#### Objective:
Select every line below that contains the string "boat", and copy each of those lines in full.

(Labeled area outline entries)
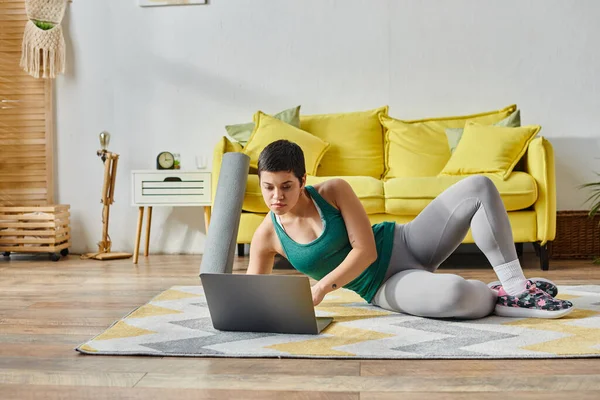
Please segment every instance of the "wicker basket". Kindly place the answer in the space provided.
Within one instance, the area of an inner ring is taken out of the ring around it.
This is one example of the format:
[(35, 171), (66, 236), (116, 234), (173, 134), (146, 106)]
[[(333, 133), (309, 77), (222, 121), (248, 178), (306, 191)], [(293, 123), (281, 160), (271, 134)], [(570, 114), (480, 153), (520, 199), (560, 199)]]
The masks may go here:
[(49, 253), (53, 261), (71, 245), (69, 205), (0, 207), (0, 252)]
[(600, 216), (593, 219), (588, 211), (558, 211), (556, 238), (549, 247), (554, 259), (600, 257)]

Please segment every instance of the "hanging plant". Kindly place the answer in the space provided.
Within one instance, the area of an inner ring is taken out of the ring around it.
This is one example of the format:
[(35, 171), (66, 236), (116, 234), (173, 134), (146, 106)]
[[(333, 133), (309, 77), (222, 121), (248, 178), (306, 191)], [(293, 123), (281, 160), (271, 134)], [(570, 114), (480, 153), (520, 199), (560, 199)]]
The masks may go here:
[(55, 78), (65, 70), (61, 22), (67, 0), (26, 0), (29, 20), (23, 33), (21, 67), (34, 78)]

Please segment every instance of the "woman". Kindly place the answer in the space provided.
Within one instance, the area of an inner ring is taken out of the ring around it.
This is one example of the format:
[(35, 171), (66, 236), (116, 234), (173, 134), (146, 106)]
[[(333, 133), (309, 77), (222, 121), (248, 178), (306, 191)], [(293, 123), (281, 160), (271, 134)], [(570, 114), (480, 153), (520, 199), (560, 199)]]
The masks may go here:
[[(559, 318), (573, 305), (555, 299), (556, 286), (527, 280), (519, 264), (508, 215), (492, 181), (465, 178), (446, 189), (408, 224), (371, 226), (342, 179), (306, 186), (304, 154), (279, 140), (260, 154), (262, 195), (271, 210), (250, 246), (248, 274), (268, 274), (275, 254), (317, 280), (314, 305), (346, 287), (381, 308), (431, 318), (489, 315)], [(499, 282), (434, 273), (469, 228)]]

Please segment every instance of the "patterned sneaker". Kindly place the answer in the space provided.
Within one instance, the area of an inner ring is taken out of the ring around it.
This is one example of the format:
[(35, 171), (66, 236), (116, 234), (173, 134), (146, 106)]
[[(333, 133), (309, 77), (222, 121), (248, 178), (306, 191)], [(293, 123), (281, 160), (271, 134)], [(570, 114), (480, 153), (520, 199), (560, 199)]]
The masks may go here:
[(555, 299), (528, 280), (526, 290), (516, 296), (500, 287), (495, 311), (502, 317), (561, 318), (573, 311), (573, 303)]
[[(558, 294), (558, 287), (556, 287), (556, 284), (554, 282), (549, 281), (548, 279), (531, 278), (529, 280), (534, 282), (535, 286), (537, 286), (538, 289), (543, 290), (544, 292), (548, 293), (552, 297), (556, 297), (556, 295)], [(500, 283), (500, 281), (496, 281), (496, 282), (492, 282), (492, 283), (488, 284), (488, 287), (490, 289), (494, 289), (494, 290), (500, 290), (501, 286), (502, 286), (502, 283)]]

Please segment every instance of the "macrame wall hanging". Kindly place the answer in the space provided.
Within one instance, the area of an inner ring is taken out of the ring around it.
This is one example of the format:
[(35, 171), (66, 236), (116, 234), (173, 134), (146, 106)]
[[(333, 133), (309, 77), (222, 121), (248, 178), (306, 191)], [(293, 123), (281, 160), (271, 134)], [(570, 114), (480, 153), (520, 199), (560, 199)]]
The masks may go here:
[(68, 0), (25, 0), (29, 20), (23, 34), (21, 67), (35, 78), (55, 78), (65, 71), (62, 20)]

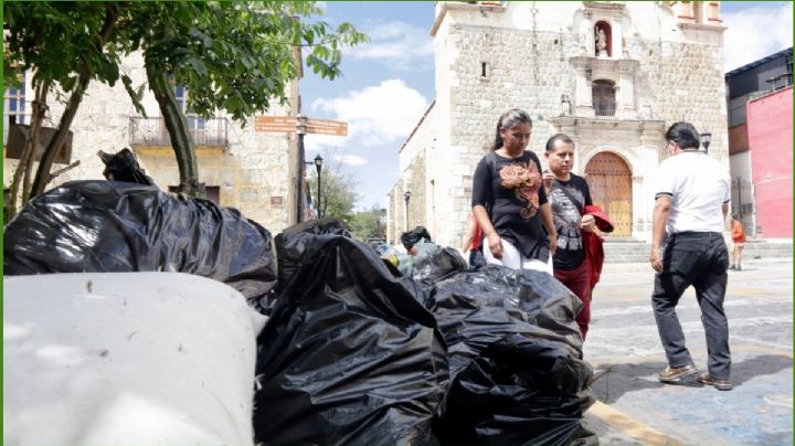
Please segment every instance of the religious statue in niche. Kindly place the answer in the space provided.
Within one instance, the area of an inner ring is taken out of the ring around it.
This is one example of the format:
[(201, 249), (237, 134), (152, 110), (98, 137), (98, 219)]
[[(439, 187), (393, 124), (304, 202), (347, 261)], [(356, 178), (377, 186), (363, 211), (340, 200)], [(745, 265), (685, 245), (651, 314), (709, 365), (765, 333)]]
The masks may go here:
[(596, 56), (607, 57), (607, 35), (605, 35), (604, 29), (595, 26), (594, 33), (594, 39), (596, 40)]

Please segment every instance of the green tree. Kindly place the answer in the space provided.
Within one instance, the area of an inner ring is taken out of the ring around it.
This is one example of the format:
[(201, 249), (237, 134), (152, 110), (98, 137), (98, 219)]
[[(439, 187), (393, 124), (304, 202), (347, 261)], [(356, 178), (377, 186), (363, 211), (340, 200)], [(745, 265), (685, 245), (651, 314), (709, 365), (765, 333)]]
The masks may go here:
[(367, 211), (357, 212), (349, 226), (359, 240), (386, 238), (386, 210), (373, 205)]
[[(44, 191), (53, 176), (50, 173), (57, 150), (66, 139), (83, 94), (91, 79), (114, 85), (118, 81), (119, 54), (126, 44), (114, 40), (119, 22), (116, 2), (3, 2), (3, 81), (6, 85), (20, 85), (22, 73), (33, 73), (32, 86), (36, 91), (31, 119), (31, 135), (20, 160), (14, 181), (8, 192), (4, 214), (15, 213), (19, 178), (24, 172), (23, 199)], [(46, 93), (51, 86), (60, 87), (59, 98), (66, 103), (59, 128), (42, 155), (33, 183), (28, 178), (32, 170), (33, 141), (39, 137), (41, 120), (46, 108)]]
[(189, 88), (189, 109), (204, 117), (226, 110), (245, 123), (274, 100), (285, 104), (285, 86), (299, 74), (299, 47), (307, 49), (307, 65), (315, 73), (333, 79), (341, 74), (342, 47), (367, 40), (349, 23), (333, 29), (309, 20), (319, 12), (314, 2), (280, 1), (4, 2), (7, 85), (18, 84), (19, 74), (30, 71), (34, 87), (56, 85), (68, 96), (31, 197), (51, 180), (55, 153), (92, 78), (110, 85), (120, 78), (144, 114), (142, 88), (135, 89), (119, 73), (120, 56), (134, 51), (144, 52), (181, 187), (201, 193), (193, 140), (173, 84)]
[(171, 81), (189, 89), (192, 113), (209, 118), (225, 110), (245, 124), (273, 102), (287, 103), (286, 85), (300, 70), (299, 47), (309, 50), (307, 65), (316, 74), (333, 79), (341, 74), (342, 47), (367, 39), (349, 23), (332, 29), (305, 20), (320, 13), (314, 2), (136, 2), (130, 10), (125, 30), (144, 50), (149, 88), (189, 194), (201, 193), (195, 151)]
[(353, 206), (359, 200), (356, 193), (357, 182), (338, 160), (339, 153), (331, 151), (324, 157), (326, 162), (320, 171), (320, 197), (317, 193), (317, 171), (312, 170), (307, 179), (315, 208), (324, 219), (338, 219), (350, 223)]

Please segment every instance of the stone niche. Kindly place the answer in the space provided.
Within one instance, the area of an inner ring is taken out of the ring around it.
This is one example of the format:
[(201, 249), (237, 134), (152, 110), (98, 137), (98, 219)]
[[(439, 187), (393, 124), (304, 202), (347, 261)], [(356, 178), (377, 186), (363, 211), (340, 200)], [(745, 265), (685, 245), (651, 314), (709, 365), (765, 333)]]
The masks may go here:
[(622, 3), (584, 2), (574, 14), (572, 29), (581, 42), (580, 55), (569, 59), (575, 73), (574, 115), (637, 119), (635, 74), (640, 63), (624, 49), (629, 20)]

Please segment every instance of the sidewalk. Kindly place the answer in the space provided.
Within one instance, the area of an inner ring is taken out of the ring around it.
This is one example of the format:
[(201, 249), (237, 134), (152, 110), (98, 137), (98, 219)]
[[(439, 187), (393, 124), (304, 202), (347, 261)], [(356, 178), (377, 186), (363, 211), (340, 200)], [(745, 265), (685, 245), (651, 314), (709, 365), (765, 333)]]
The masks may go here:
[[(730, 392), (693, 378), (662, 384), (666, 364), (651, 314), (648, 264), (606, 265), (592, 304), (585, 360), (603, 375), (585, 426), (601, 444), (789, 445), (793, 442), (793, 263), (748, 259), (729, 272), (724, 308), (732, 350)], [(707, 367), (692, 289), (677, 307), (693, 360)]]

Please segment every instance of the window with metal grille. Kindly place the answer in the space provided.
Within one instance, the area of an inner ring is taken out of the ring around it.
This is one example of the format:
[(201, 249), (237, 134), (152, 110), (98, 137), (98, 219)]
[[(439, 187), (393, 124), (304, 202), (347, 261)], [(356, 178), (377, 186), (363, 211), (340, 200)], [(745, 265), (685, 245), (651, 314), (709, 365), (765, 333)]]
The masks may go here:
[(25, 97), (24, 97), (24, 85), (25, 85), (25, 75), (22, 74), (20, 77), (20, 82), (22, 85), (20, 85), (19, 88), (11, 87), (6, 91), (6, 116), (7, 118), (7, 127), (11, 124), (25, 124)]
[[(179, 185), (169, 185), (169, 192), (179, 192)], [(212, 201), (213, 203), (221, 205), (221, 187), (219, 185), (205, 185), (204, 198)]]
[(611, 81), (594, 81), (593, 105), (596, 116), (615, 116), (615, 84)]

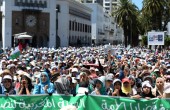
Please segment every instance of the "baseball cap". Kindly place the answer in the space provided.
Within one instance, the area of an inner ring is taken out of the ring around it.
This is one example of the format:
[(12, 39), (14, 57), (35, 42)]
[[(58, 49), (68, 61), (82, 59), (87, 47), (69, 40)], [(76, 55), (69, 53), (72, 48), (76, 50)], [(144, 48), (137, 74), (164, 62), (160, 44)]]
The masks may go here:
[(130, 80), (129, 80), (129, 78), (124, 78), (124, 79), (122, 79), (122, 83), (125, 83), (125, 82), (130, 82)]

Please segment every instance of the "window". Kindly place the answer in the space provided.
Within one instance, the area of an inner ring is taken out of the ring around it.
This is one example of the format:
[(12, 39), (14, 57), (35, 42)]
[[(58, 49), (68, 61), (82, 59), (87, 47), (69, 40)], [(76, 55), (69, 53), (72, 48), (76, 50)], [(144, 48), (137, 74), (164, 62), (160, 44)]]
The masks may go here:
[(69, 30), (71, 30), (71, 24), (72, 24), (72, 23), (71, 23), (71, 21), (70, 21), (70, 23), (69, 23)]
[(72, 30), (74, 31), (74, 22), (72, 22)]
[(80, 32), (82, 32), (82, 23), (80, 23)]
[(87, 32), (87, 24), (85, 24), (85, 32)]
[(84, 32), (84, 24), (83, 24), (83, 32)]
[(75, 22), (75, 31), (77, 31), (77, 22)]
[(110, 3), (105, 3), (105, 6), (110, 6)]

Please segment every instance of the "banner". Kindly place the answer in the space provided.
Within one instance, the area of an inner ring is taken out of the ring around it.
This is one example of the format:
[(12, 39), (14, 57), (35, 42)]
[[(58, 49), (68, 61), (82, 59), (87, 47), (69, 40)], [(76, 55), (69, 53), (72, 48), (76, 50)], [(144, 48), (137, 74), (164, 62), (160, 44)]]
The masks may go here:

==

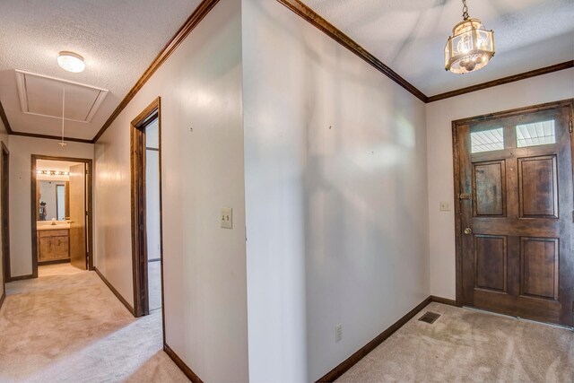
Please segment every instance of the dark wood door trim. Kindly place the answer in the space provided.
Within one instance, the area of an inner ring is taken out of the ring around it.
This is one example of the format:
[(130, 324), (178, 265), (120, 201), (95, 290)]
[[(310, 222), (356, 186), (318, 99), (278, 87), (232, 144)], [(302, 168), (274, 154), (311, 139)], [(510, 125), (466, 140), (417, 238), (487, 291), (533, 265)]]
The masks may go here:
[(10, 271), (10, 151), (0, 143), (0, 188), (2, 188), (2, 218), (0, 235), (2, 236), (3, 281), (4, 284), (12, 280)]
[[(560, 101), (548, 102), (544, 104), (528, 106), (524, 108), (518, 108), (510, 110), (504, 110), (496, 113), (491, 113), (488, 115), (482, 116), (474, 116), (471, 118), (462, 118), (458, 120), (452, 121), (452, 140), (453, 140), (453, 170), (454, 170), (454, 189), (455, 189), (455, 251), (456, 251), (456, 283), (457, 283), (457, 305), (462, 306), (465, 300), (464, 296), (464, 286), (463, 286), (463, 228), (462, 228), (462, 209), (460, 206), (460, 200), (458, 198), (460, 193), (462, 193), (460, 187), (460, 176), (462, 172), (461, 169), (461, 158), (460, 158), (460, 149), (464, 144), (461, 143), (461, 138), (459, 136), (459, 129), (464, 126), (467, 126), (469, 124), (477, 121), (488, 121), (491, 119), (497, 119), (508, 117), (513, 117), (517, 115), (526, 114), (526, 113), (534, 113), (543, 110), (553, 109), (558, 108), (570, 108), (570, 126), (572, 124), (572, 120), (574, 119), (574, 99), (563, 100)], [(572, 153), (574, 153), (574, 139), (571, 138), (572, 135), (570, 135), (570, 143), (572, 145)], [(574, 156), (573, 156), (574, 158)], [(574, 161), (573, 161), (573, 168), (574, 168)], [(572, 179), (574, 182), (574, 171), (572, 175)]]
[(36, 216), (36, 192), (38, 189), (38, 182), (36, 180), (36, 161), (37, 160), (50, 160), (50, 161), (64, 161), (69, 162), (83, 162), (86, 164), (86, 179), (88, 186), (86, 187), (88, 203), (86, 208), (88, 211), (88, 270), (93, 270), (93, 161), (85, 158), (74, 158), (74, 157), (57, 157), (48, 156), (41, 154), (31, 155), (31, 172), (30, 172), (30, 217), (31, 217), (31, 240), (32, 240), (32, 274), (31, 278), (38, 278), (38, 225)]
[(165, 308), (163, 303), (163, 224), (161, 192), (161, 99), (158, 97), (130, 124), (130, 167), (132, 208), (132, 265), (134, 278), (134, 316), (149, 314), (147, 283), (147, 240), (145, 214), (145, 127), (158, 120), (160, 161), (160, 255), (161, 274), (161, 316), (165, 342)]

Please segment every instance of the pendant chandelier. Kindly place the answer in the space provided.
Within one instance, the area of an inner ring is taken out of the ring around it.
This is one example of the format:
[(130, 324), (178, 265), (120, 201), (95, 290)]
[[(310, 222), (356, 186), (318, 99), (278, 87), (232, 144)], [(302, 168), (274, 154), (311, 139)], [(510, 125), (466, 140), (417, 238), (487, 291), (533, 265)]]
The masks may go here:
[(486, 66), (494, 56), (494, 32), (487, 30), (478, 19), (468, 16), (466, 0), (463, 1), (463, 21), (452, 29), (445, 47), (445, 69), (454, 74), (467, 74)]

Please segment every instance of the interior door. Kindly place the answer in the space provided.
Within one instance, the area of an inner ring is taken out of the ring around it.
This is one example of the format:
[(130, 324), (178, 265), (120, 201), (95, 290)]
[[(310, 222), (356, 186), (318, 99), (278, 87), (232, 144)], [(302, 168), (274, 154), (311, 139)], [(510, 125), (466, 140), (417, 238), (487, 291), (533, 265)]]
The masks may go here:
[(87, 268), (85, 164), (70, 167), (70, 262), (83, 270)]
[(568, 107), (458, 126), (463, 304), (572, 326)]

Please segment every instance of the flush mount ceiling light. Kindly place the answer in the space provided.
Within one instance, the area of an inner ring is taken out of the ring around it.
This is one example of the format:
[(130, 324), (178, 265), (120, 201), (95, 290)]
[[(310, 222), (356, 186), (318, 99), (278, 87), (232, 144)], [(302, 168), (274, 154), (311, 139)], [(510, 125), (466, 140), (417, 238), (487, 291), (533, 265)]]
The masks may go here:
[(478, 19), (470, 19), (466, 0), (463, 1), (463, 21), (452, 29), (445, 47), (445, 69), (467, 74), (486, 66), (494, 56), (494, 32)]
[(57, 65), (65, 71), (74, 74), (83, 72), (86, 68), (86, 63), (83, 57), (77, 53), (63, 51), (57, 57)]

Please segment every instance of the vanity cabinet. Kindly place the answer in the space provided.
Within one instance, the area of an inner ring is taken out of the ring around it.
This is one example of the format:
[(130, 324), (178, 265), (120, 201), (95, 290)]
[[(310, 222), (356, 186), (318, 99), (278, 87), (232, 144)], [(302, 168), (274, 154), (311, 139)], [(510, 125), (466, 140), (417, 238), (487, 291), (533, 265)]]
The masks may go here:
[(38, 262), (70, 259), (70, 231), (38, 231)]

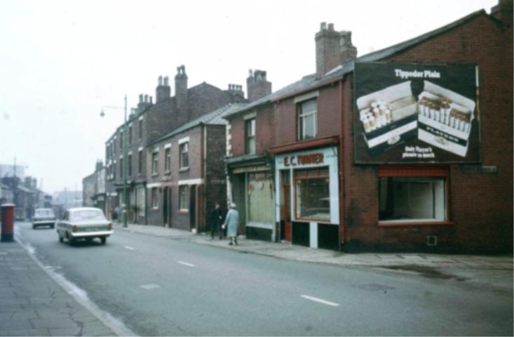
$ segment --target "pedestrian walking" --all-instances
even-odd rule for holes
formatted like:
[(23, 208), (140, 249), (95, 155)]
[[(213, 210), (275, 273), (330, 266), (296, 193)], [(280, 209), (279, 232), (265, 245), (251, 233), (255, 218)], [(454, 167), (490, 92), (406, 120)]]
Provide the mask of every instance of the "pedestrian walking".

--

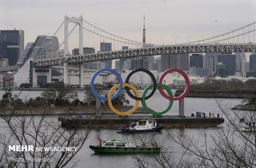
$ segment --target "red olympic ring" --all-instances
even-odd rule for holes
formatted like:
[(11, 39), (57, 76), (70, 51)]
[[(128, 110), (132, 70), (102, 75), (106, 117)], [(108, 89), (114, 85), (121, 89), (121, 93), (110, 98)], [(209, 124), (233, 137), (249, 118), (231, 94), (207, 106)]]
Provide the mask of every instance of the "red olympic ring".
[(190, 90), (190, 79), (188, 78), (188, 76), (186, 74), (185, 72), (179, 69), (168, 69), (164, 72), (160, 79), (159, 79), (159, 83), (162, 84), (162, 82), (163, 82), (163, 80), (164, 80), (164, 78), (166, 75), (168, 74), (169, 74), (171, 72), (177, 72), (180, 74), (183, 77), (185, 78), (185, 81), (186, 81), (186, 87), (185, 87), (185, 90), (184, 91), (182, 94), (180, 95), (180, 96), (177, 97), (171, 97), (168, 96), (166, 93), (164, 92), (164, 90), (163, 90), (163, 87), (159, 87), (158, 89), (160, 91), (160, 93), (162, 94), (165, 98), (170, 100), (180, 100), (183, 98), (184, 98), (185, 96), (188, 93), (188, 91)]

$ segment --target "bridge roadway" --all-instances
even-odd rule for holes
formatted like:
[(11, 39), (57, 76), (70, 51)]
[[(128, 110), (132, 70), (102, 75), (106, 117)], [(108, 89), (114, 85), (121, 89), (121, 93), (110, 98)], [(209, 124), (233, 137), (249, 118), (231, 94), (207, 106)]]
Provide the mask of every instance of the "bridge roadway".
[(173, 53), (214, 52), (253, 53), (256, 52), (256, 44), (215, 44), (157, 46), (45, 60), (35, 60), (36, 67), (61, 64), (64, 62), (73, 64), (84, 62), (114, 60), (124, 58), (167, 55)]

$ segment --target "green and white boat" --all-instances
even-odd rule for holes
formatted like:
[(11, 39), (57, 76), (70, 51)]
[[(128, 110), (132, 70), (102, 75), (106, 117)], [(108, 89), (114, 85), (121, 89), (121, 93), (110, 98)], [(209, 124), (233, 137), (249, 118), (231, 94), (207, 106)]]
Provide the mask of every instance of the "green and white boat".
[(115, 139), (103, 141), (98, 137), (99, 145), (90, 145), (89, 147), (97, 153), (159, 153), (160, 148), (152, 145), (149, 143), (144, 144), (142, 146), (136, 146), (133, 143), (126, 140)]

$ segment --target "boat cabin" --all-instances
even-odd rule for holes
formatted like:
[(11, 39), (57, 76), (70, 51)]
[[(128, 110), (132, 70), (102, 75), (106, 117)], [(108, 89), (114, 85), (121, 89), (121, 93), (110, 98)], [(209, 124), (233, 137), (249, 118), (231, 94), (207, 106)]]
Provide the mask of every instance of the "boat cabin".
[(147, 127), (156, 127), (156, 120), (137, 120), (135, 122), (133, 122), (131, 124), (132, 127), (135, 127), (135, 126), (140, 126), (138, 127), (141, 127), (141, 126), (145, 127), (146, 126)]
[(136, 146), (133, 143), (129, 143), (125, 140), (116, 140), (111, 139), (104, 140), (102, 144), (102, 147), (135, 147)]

#### Exercise answer:
$ segment --target "green and white boat" --all-instances
Provide the mask of every instance of the "green and white boat".
$ segment --target "boat cabin" --all-instances
Provide the mask of every instance of the "boat cabin".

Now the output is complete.